Scan the material for "query". Copy every line it appears in.
□ □ □ □ □ □ □
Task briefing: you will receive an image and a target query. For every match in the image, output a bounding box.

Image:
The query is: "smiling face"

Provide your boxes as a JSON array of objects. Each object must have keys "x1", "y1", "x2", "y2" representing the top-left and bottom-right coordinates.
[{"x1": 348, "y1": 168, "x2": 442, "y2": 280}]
□ □ □ □ □ □ □
_SOLUTION FOR THIS TASK_
Task briefing: you will receive an image and a target query. For every match in the image, output a bounding box.
The query is: "smiling face"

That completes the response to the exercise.